Data shown:
━━━━━━━━
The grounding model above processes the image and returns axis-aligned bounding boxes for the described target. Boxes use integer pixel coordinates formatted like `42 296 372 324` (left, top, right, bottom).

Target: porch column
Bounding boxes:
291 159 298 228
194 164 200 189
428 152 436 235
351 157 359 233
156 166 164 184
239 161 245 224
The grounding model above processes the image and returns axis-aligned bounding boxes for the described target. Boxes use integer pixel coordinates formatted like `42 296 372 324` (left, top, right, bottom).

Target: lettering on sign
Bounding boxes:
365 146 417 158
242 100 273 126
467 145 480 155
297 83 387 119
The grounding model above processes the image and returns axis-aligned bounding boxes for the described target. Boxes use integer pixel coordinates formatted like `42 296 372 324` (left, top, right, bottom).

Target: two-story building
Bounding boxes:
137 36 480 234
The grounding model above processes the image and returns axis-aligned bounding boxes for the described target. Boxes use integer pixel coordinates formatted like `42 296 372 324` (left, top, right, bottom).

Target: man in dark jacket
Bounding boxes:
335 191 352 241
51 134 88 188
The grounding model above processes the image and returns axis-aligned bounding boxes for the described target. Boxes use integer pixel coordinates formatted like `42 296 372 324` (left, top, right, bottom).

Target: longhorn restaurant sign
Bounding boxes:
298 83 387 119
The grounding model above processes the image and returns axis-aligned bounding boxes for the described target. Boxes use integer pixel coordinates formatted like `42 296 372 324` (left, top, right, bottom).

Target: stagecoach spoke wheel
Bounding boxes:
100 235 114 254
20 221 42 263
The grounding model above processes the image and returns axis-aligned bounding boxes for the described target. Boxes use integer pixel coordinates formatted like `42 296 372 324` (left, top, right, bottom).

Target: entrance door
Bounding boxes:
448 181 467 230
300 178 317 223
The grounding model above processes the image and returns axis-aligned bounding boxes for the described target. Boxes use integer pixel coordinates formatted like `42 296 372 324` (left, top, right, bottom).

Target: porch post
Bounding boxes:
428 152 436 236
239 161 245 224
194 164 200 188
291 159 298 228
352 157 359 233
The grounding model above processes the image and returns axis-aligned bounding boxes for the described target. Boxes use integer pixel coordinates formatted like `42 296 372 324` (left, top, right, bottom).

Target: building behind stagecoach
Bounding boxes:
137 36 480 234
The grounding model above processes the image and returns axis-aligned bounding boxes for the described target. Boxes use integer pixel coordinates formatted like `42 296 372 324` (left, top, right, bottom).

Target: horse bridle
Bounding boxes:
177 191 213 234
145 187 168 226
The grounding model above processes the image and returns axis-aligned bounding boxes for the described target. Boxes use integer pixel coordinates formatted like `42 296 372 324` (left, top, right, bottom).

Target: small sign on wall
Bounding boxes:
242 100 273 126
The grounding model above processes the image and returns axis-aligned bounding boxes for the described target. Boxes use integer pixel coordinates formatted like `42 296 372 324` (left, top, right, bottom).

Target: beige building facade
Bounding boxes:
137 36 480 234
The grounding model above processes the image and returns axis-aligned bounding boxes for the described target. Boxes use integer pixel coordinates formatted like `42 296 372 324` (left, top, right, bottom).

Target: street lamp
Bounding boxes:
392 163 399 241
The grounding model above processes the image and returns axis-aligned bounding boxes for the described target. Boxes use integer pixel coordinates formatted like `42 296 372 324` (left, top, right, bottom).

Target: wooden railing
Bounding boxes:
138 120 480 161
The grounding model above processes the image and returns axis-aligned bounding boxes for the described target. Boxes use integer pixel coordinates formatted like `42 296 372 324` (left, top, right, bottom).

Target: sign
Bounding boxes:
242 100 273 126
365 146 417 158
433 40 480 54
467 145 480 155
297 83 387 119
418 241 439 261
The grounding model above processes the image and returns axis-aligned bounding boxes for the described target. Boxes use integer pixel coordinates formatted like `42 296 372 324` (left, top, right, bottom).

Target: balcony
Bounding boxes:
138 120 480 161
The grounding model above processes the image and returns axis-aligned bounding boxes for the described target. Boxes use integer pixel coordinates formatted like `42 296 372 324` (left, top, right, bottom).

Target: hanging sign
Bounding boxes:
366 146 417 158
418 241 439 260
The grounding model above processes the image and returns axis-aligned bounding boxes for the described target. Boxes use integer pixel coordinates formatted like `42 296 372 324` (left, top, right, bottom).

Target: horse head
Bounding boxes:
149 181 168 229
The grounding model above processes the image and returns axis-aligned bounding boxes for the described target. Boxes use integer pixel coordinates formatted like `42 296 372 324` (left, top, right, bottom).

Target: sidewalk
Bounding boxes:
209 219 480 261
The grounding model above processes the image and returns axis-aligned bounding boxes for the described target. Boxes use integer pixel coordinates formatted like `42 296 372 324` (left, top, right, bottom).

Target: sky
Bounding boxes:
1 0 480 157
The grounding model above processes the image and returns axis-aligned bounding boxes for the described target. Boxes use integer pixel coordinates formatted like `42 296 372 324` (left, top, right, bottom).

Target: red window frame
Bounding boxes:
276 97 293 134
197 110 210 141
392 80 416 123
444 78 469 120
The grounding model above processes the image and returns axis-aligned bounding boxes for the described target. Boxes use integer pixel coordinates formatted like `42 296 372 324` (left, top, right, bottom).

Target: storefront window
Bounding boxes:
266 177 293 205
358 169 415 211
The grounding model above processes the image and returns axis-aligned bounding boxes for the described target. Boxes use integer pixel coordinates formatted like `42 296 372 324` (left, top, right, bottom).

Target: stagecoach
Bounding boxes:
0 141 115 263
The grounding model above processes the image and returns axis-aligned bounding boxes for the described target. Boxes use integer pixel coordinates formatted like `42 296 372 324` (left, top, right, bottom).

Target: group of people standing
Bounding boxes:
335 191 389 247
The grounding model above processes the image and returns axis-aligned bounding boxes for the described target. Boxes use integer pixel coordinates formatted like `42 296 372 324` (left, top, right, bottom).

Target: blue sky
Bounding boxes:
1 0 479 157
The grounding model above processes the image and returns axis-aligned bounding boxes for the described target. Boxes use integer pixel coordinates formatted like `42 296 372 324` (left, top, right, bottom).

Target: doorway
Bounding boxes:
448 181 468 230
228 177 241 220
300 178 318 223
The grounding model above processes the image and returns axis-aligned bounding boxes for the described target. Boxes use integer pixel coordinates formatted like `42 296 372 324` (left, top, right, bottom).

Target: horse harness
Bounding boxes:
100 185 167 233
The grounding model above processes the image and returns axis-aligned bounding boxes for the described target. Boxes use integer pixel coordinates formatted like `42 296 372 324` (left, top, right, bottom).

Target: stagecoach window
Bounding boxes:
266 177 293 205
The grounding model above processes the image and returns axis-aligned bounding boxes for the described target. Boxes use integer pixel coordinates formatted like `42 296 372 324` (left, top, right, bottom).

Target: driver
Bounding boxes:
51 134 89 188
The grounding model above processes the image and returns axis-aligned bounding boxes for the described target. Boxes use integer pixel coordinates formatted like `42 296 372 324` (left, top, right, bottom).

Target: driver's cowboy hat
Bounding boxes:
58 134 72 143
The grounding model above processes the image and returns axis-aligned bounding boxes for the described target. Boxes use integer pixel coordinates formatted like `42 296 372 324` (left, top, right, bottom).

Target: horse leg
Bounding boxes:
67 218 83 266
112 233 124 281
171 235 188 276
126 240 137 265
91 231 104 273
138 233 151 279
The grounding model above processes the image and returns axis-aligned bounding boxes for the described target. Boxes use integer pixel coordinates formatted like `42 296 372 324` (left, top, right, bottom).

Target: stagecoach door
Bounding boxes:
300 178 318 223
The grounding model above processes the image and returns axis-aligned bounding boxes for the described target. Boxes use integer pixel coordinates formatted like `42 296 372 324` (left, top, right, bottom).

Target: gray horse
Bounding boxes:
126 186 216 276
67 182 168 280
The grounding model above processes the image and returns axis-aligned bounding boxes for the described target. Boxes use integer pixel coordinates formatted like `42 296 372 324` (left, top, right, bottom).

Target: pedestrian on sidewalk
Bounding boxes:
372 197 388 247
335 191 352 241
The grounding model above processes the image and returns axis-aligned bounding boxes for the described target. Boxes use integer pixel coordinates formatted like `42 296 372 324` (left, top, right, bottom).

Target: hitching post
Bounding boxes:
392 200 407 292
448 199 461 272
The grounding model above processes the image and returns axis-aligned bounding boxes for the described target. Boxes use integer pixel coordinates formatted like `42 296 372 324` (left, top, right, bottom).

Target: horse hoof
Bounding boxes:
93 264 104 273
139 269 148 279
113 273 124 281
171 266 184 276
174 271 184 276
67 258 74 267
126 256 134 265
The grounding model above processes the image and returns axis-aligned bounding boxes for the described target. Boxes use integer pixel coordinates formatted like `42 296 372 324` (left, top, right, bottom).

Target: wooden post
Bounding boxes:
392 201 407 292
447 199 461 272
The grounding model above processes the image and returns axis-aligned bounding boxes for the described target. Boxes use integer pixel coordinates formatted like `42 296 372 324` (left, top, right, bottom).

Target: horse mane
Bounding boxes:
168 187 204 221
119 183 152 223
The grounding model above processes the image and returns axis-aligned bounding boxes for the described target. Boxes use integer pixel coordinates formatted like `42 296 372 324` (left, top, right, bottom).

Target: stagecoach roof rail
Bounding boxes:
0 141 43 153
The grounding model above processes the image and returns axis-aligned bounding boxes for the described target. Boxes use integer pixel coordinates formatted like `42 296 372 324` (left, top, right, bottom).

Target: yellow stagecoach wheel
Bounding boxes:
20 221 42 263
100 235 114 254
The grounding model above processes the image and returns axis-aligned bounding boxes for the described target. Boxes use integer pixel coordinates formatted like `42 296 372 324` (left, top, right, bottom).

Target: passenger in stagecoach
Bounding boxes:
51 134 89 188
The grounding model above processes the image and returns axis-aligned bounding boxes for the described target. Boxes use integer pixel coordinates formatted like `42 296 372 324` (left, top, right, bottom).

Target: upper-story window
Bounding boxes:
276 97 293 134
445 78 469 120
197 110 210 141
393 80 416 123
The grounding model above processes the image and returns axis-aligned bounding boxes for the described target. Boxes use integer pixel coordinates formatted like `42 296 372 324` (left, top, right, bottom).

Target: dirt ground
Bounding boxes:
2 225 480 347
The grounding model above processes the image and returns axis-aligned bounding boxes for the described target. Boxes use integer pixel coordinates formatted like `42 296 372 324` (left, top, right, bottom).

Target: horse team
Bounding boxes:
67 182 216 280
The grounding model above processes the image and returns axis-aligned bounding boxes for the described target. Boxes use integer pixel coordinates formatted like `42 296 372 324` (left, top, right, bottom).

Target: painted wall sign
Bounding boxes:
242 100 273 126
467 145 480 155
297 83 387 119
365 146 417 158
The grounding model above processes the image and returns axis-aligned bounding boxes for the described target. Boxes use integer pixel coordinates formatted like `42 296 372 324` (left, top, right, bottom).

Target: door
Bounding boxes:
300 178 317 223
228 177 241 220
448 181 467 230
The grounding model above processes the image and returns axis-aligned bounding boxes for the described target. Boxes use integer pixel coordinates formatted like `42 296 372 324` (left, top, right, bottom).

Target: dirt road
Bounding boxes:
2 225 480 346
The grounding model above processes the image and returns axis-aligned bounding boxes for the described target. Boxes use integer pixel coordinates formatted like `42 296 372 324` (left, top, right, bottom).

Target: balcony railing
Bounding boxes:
━━━━━━━━
Extract all lines of the records above that include "wheel".

Target: stagecoach spoke wheel
Target: yellow stagecoach wheel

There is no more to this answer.